■ EXERCISE INSTRUCTIONS:
Rewrite the material below with every "pixel coordinates" changed to "image coordinates", leaving everything else unchanged.
--------------------
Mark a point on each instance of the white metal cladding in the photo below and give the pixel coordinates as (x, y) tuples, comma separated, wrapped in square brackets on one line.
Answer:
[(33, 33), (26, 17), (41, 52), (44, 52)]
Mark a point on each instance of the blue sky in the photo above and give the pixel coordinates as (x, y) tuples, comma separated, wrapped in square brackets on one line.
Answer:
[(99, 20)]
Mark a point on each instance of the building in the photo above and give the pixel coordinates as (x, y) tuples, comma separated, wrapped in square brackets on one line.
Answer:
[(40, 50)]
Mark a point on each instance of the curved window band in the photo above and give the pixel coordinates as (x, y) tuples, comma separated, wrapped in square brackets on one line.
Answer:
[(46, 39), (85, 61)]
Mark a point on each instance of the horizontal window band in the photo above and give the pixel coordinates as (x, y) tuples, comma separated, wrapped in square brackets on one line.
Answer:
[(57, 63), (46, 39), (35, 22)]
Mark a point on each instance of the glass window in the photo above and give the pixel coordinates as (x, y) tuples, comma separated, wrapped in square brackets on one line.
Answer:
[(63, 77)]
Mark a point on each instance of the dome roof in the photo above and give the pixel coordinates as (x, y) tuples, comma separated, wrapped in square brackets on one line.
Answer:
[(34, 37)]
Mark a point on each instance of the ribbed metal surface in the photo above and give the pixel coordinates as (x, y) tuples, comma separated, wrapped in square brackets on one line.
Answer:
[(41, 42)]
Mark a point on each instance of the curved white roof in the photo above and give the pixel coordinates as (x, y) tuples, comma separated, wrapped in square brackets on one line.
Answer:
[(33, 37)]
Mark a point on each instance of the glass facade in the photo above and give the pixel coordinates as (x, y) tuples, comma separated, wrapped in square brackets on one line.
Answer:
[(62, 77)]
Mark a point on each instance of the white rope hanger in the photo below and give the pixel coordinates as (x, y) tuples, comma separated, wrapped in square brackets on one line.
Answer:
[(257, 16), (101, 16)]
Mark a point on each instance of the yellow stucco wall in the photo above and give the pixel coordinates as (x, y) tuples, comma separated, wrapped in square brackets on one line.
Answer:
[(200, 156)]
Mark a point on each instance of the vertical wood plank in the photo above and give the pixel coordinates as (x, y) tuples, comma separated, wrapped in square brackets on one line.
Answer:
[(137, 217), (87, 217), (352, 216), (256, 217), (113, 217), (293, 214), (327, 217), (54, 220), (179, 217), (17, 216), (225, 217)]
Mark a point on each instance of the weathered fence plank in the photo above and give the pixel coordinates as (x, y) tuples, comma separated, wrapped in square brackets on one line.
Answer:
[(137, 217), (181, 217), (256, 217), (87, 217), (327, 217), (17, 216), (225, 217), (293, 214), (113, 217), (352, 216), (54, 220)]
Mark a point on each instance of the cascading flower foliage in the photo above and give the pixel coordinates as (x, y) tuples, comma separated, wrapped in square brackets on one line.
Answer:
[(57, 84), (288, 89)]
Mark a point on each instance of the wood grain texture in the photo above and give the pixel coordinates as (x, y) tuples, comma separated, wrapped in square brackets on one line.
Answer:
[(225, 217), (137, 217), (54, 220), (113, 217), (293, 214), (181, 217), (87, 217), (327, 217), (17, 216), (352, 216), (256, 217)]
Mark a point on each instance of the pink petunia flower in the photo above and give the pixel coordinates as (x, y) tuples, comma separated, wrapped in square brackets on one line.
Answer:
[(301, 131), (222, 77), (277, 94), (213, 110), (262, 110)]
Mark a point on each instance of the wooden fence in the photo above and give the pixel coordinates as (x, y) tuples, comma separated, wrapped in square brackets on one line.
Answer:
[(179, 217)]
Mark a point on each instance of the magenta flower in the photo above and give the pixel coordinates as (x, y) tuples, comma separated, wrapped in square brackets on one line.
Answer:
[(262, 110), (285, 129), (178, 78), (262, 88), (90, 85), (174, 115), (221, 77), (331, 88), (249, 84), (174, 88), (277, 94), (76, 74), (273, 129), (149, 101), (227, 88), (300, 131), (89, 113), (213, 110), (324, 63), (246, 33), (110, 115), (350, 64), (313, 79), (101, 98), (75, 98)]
--------------------
■ RESULT:
Mark a point on each instance of the white metal cladding in the photo below and give the image coordinates as (x, y) tuples, comma separated, wrapped in square brackets on one line.
Answer:
[(33, 33), (26, 17), (41, 52), (44, 52)]
Mark a point on each instance of the blue sky in the photo above and give the image coordinates as (x, y) tuples, comma separated, wrapped in square brackets on one line.
Answer:
[(99, 20)]
Mark a point on each instance of the building in the photo above and give the image coordinates as (x, y) tuples, comma separated, wrapped in square brackets on one line.
Answer:
[(40, 50)]
Mark a point on each instance of the curved window band in the photo above and give the image coordinates as (x, y) tuples, comma separated, wrapped in square brackets on one line.
Answer:
[(46, 39), (85, 61)]
Mark a point on each instance of the horizontal window band in the photo above and give the image coordinates as (x, y) tuples, comma separated, wrapped in square brackets on one line.
Answer:
[(57, 63), (46, 39), (35, 22)]
Mark a point on each instance of the glass window in the photo above and give the image coordinates as (x, y) tuples, comma separated, wrapped in square brackets on one line.
Answer:
[(63, 77)]
Mark a point on each instance of the dome roof in the photo above and give the image coordinates as (x, y) tuples, comma separated, wrapped in square brackets on one line.
Answer:
[(34, 37)]
Mark a point on each instance of the ribbed metal surface in the photo above and give the image coordinates as (x, y) tuples, comma separated, wrapped in square brackets on one line.
Answer:
[(41, 42)]
Mark a point on each instance of the curved white roof in the photo above and give the image coordinates as (x, y) tuples, comma separated, wrapped in square brackets on one line.
Answer:
[(33, 37)]
Mark a point on each instance of the glass facade in the photo above and give the image coordinates as (x, y) tuples, comma separated, wrapped in square brackets on one line.
Answer:
[(62, 77)]
Mark a point on each instance of the white rope hanger in the photo below and give the image coordinates as (x, y) tuples, comma separated, wrapped in square brackets on one line.
Answer:
[(257, 16), (101, 16)]
Mark a point on each instance of the yellow stucco wall in the photo above and give the image coordinates as (x, y) tuples, comma separated, wrapped in square brackets on one line.
Answer:
[(200, 156)]
Mark a point on each instance of the vertical wood plank in the photo above and give the image coordinates as (x, y) tuples, comma separated, wrapped in square brackets on one line.
Answer:
[(137, 217), (87, 217), (352, 216), (256, 217), (113, 217), (293, 214), (327, 217), (54, 220), (179, 217), (17, 216), (225, 217)]
Mark a point on each instance of the weathered fence plank in the photo above and give the image coordinates as (x, y) tuples, comma separated, wrapped in square brackets on one line.
Answer:
[(137, 217), (181, 217), (256, 217), (87, 217), (327, 217), (17, 216), (225, 217), (293, 214), (113, 217), (352, 216), (54, 220)]
Mark a point on each instance of the cascading flower foliage in the photo above and give the image coordinates as (x, y) tuples, comma separated, wrapped in square brackets on one line.
Answer:
[(57, 84), (288, 89)]
Mark a point on each instance of the wood grain texture in the photo above and give the image coordinates as (x, y) tuples, comma separated, wrapped in square brackets on one line.
Answer:
[(225, 217), (137, 217), (54, 220), (113, 217), (293, 214), (181, 217), (87, 217), (327, 217), (17, 216), (352, 216), (256, 217)]
Mark a point on each instance of the pink petunia flower in the photo above and give the image coordinates as (x, y) tuples, comma separated, wrapped in square brackets on one line.
Answer:
[(301, 131), (222, 77), (277, 94), (213, 110), (262, 110)]
Mark a point on each instance of the wooden fence in the photo above and give the image coordinates as (x, y) tuples, comma separated, wrapped in square brackets on one line.
Answer:
[(179, 217)]
Mark a point on each instance of the magenta flower in the photo above and give the image coordinates as (x, y) tuples, comma separated, wrapped in square brackets on one line.
Answer:
[(262, 110), (285, 129), (178, 78), (262, 88), (90, 85), (174, 115), (221, 77), (331, 88), (249, 84), (174, 88), (277, 94), (76, 74), (273, 129), (149, 101), (227, 88), (300, 131), (89, 113), (213, 110), (324, 63), (246, 33), (110, 115), (350, 64), (313, 79), (101, 98), (75, 98)]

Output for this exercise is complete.